[Work order]
Rewrite the part of the coffee study text starting at "They would then" and ending at "5,011 due to cancer.", and swap every "heart disease" for "cardiovascular disease".

[Extract to read]
If you’re anything like me, you’ve had at least one person tell you “coffee’s gonna kill you!” or “caffeine will kill you!”.
But what do they know, right? …right?
There’s lots to say that coffee is good for you, but there seems to be just as many naysayers spelling doom and gloom. But will it actually be the death of you?
Well, some scientists was interested in that answer too, because they carried out a rather large scale experiment to get to the bottom of it. Maybe someone said the same thing to them as they did to us, am I right dear reader? 😉
The researchers took almost 126,000 subjects (86,214 women and 41,736 men) and studied them and their coffee intake over 24 years for the women, and 18 years for the men.
At the start of the study, none of them had heart disease or cancer.
Then every 2-4 years, the subjects would complete a questionnaire on how much coffee they drank, as well as other diet related questions, and smoking and health related questions. (This is to help them make sure that any difference can be correctly labelled as being due to the coffee.)
They would then compare the frequency of deaths from cancer, heart disease, and any other cause, with the amount of coffee they drank.
They’re essentially examining people’s lifestyles to see if coffee really was the death of them.
Over the 18 years for men, 6,888 of them died – 2049 due to heart disease and 2491 due to cancer. Over the 24 years for women, 11,095 died – 2,368 due to heart disease and 5,011 due to cancer.

[Data]
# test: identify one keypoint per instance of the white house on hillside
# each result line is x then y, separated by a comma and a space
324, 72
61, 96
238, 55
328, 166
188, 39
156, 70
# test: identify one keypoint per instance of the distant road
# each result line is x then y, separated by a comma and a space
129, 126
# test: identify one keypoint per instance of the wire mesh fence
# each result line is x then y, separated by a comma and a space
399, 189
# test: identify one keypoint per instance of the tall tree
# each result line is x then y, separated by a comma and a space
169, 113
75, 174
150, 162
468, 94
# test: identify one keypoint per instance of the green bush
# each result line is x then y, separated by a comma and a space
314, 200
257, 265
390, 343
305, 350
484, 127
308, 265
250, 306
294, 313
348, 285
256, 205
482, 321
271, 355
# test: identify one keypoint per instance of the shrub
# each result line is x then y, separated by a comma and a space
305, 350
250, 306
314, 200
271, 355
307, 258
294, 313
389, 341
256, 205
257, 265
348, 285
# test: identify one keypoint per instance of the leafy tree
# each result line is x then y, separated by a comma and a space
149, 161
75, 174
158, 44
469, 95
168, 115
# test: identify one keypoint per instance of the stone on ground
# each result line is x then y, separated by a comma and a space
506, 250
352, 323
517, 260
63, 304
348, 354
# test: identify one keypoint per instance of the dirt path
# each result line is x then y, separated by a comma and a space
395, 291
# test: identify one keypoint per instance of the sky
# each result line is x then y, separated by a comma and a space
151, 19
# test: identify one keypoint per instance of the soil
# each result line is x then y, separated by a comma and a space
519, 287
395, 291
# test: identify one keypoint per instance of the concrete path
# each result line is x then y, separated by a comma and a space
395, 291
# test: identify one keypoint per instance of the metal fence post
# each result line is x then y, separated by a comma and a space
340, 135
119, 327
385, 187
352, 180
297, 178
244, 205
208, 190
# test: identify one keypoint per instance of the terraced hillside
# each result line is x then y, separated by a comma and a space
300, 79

[Response to this exercise]
They would then compare the frequency of deaths from cancer, cardiovascular disease, and any other cause, with the amount of coffee they drank.
They’re essentially examining people’s lifestyles to see if coffee really was the death of them.
Over the 18 years for men, 6,888 of them died – 2049 due to cardiovascular disease and 2491 due to cancer. Over the 24 years for women, 11,095 died – 2,368 due to cardiovascular disease and 5,011 due to cancer.